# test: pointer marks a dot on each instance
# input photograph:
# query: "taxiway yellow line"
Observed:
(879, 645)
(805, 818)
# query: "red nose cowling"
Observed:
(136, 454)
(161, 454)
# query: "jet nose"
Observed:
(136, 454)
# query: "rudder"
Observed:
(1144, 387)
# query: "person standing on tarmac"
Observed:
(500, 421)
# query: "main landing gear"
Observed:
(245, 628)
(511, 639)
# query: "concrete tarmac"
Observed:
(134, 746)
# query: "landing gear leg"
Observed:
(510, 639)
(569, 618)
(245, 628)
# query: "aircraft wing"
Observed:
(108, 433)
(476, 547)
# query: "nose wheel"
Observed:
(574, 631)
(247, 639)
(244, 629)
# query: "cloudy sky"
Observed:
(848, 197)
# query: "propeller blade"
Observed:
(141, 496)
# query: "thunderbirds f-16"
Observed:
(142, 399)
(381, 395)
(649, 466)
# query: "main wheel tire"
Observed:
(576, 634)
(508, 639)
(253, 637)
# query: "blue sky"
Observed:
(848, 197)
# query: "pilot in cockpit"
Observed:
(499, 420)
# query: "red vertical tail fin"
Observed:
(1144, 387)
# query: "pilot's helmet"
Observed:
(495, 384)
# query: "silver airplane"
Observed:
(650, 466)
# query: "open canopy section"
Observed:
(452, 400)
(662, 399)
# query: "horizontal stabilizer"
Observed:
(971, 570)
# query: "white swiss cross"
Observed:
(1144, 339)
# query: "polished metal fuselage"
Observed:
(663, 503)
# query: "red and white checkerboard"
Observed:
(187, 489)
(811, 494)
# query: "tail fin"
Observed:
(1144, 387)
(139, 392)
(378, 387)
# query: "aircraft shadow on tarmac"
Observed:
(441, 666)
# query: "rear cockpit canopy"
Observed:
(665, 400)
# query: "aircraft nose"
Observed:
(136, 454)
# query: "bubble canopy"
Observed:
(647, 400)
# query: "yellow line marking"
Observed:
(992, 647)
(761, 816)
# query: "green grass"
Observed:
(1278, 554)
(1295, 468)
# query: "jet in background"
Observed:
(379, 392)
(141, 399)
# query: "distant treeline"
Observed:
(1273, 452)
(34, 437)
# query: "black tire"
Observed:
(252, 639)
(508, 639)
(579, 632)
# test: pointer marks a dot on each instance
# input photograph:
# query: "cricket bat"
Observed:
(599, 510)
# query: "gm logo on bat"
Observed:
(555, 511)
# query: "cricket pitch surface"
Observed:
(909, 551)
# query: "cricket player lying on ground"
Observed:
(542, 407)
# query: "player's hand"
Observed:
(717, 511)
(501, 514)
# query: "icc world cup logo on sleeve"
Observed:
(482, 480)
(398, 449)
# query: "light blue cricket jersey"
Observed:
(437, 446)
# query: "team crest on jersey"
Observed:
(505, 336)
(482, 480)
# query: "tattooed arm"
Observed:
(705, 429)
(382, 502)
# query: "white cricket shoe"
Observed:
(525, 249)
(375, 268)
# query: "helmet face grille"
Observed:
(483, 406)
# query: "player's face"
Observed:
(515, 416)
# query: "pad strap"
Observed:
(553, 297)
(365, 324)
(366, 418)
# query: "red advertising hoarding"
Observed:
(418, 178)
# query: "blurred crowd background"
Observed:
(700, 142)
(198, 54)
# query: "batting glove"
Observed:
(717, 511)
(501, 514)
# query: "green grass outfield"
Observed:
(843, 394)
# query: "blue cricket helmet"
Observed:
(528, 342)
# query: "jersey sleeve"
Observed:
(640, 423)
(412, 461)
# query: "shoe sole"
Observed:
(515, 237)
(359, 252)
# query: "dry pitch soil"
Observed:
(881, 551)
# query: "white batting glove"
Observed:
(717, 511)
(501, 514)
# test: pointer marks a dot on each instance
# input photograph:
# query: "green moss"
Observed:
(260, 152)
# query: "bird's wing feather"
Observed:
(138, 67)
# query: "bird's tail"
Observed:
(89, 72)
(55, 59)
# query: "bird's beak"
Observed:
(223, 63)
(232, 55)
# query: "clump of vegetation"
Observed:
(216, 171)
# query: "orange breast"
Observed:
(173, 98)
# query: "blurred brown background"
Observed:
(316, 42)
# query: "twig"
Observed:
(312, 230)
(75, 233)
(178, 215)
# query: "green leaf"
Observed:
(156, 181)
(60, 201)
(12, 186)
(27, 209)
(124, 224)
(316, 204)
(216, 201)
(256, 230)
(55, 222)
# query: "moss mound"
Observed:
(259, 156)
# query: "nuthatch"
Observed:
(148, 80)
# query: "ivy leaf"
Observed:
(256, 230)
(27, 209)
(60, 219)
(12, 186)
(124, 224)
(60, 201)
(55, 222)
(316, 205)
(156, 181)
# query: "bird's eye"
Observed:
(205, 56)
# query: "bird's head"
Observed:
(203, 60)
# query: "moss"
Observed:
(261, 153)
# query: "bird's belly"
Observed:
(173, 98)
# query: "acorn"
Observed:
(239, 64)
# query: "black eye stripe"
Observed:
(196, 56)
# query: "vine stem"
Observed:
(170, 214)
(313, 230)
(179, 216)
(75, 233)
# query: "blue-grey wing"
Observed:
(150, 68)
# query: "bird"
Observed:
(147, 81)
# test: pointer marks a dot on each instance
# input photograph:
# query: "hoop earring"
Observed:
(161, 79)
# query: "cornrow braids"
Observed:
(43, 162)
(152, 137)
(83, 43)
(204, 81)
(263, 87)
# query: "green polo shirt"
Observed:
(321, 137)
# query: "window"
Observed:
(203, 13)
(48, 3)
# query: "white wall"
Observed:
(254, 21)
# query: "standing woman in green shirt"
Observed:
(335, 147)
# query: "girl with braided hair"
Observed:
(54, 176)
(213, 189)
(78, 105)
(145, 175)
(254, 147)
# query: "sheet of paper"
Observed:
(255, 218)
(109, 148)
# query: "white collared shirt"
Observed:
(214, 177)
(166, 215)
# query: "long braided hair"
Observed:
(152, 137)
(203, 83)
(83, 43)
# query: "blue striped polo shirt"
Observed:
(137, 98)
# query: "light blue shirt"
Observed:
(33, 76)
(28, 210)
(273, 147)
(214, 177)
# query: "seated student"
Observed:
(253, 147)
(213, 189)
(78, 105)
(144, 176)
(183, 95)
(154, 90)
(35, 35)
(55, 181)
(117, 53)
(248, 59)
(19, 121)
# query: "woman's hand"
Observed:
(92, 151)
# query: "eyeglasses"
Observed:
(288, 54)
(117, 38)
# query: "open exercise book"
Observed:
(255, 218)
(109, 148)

▶ **What is needed**:
Tally how many lines of the listing above include the string "pilot", and report that figure by itself.

▶ **Answer box**:
2